Requirement:
Identify every line below that contains the word "surface" and copy each of those lines in full.

** BEGIN Given data **

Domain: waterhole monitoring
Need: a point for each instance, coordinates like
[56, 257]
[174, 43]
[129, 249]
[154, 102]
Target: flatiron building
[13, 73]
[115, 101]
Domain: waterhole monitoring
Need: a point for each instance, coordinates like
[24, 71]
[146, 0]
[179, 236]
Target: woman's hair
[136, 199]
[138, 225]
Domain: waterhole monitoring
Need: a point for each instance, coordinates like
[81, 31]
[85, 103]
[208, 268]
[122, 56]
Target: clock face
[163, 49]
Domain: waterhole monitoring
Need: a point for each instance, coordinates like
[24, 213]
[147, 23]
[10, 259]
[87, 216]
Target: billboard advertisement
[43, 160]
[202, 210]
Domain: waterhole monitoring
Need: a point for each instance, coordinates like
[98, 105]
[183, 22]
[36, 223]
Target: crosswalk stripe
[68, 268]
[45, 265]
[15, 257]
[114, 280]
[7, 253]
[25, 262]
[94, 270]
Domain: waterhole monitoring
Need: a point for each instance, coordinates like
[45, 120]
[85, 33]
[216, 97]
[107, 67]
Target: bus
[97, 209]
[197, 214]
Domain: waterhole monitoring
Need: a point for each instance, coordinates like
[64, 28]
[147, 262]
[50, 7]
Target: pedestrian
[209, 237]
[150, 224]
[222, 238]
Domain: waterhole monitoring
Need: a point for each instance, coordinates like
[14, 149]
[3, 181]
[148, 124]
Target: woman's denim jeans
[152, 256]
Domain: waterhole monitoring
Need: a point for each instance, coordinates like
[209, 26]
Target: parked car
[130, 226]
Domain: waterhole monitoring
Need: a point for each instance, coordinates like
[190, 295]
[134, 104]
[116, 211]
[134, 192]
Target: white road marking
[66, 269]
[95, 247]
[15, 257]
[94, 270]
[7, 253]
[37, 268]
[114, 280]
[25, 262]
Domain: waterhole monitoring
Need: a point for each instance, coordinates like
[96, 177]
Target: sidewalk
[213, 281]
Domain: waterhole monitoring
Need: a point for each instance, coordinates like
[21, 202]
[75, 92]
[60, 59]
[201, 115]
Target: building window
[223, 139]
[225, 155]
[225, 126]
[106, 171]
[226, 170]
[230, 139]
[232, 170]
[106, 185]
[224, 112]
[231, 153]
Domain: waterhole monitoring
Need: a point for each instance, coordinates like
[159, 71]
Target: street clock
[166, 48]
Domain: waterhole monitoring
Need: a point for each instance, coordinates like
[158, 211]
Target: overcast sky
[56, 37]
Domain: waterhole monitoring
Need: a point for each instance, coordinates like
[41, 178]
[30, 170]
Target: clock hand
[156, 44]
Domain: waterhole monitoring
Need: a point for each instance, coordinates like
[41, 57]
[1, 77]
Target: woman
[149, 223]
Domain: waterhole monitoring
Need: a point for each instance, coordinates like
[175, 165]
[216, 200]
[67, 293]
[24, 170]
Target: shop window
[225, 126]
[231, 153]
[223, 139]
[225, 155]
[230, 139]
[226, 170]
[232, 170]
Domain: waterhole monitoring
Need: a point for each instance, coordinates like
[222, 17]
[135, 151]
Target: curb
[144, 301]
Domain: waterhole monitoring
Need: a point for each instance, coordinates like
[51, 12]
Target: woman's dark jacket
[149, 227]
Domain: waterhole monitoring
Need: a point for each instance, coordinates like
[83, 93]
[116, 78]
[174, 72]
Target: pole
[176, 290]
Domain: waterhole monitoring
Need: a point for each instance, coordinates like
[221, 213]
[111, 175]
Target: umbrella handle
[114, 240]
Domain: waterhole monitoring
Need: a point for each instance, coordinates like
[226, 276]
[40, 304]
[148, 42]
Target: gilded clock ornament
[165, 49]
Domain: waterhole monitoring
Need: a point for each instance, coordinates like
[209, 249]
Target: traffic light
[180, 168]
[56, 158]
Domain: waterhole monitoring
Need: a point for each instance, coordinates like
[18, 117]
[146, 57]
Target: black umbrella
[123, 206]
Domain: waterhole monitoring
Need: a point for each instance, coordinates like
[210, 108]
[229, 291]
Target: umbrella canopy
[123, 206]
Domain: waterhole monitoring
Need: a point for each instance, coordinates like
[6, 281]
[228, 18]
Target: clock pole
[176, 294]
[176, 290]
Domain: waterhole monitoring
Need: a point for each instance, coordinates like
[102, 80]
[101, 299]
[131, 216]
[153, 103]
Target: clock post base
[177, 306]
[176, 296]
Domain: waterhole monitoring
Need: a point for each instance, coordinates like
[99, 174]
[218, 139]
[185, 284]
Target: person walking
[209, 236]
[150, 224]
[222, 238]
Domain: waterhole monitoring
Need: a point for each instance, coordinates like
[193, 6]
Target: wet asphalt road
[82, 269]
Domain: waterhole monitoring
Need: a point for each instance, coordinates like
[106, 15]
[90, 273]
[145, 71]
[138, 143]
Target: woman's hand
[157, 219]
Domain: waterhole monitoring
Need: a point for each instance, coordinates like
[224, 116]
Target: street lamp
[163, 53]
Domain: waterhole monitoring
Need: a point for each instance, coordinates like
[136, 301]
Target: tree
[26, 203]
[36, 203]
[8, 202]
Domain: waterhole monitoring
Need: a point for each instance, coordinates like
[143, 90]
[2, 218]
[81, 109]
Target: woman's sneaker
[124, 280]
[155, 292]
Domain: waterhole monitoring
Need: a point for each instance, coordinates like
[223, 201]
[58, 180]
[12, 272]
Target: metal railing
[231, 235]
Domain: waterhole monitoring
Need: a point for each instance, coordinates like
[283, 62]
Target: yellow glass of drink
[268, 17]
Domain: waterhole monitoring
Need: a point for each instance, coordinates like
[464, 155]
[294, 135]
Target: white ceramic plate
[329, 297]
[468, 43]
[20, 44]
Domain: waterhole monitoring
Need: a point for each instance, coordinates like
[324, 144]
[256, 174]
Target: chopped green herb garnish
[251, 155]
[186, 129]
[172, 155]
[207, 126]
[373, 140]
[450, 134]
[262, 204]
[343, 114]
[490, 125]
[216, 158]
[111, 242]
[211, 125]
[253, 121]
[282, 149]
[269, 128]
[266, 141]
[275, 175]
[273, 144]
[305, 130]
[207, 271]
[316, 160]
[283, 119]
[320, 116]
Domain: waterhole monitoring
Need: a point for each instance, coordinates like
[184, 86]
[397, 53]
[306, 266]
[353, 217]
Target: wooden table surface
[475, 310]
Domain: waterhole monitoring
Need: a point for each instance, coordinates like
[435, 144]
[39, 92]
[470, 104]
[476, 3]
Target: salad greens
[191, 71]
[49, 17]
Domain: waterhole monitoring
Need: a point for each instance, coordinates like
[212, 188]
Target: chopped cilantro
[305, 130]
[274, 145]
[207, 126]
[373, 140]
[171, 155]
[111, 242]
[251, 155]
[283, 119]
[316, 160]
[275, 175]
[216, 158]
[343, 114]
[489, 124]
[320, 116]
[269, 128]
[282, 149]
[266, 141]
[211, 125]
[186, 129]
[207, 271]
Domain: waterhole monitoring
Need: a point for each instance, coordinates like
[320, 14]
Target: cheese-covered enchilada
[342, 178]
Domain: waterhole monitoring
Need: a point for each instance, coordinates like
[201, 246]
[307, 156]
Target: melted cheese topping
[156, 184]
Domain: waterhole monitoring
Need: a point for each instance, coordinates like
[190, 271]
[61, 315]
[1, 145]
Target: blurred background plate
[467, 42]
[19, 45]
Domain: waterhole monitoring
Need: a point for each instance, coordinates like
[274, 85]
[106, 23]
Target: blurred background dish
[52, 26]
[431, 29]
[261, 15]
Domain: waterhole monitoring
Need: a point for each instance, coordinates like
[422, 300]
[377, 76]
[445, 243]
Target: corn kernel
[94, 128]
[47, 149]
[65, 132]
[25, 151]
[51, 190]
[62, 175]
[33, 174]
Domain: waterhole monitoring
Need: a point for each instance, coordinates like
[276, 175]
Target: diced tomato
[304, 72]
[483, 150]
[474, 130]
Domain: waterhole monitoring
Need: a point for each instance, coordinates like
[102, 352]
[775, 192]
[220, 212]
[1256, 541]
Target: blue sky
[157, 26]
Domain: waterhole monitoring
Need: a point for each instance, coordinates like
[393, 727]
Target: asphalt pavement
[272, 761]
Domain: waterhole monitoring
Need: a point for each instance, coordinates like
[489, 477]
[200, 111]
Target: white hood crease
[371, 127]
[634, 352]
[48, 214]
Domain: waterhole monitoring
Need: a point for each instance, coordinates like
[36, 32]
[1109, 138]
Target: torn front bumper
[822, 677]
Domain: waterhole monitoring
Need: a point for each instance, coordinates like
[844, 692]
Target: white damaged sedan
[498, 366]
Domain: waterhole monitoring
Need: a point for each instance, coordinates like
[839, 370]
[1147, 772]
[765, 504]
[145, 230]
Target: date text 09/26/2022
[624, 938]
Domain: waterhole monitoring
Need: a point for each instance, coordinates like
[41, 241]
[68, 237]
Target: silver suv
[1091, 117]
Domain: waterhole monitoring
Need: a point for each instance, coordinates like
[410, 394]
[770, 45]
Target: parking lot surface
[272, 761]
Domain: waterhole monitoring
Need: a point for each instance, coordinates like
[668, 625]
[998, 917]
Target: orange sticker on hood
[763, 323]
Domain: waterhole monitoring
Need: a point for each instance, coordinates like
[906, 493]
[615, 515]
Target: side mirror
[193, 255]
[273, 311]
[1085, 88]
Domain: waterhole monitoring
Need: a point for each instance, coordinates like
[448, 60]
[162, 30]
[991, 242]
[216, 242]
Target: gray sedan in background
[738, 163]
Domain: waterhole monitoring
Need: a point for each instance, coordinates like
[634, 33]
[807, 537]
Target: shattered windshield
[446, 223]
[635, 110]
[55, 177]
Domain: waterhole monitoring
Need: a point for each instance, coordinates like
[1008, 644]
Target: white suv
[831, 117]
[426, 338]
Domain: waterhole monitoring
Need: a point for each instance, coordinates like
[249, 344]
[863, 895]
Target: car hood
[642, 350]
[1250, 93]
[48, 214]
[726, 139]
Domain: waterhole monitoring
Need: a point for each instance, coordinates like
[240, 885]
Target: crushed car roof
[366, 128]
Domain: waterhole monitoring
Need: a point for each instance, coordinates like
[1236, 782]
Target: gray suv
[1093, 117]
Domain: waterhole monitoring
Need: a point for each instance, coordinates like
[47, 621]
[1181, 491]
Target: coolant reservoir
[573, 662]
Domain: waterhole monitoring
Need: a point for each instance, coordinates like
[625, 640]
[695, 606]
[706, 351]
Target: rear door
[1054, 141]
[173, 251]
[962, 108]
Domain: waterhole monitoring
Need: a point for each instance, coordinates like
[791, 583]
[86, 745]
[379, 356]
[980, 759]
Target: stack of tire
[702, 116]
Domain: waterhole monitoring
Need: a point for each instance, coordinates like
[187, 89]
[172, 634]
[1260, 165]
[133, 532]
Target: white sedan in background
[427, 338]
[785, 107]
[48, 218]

** END Given data **

Solution below:
Target: wooden table surface
Target: parking lot surface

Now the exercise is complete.